Work to complete
Reproduce, word for word, every line starting at the line that contains "Where can you spot the multi-story" and ending with the final line of the entries.

Material shown

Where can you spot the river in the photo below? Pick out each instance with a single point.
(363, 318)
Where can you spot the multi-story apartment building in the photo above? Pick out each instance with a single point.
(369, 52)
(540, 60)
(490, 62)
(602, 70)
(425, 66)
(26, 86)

Your solution
Where can you spot the multi-story apartment building in the photo above? Pick out each instance with a single point.
(369, 52)
(540, 60)
(490, 62)
(602, 70)
(425, 66)
(26, 86)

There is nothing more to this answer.